* **Exercise text**
• • • •

Charles Gratton, passed away in 1999. Now Greg Gratton owns the eatery, and it’s just as popular as ever. The place serves hamburgers and fries, catfish sandwiches and plates, pork chop sandwiches and plates, chicken gizzards and chicken livers, fried green tomatoes and fried okra and more.

Most of the customers are there for one thing: “They want chicken wings!” Gratton says. “All the way! That’s ketchup and hot sauce, salt, and pepper.” Specifically, “all the way” will get you wings served on a bed of fries, drizzled with that sweet-spicy sauce and topped with a piece of white bread. Those who know often order the “Managers Special,” which is five wings and fries plus fried green tomatoes for $8.40. This food comes on a cardboard tray in a brown paper bag, and that bag will sport a small grease spot. That’s on purpose; it’s part of the presentation.

  1. JB’s House of Fashion

Founded 1981, located in Birmingham on 3RD Avenue, JB’S House of fashion has served the community for more than 40 years. Today, JB’s House of Fashion is exclusively for men, offering formal, professional, and casual wear. JB’s also sells garments for clergy, and nearly half of the shop is devoted to the store’s extensive line of footwear—JB’s House of Shoes.

Born and raised in South Alabama near York, owner, Ernest James Brown moved north after he finished school. In the 1970s, he worked in the entertainment industry in Ohio, ran a recording studio and booking agency, and worked as a promoter and talent manager. He worked with actors like Jimmie “JJ” Walker, who starred on the “Good Times” television series, and musicians like Isaac Hayes and The Ohio Players. But just as Ohio’s rubber industry began to decline, Brown grew weary of the entertainment business. In the late 1970s, Brown moved to Birmingham and decided to venture into the world of fashion.

• • • •

* **Dataset section**

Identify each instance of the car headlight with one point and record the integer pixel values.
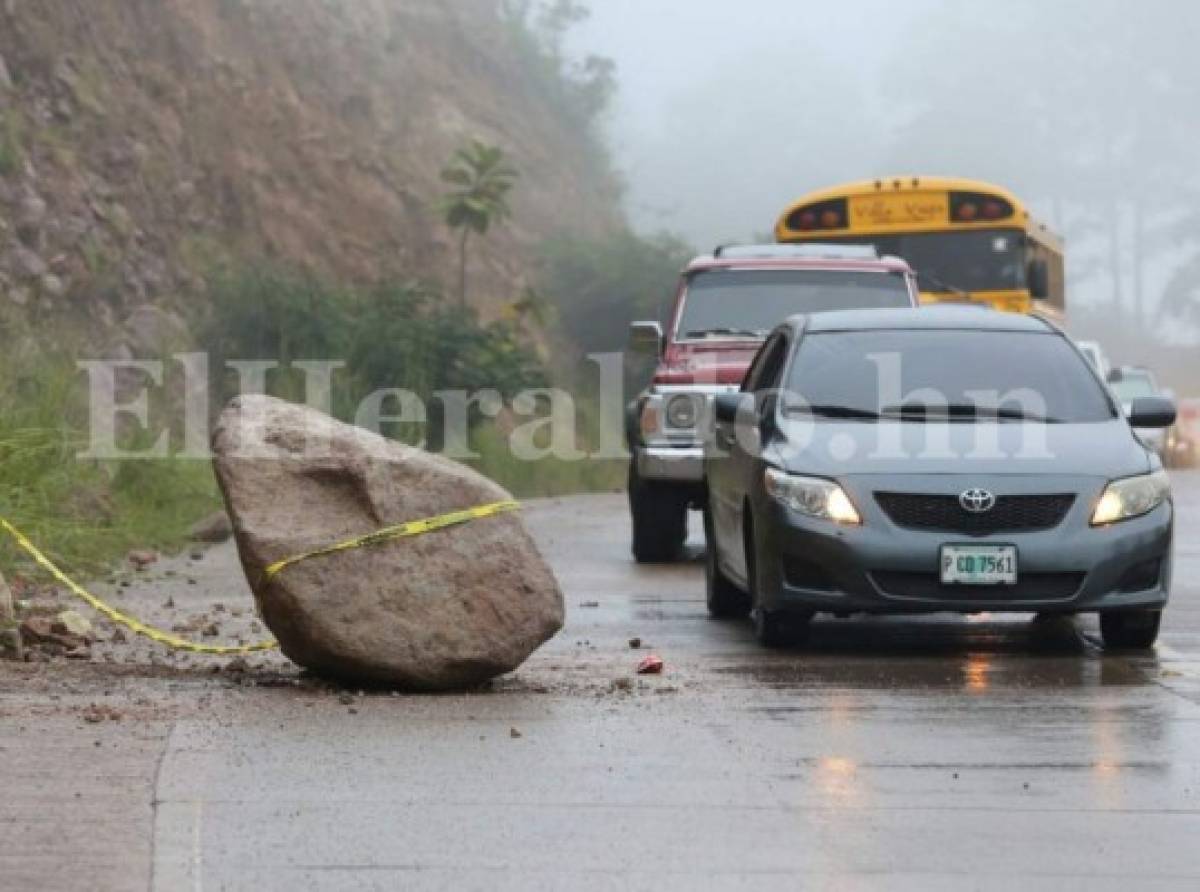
(683, 412)
(1132, 497)
(813, 497)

• • • •

* **Work to complete**
a. Translate this sentence from the business profiles into Spanish: "Today, JB’s House of Fashion is exclusively for men, offering formal, professional, and casual wear."
b. Copy the business profiles word for word from "Founded 1981, located" to "House of Shoes.".
The lines were taken from a different source than the text.

* **Responses to the tasks**
a. Hoy, JB’s House of Fashion es exclusivamente para hombres y ofrece ropa formal, profesional e informal.

b.
Founded 1981, located in Birmingham on 3RD Avenue, JB’S House of fashion has served the community for more than 40 years. Today, JB’s House of Fashion is exclusively for men, offering formal, professional, and casual wear. JB’s also sells garments for clergy, and nearly half of the shop is devoted to the store’s extensive line of footwear—JB’s House of Shoes.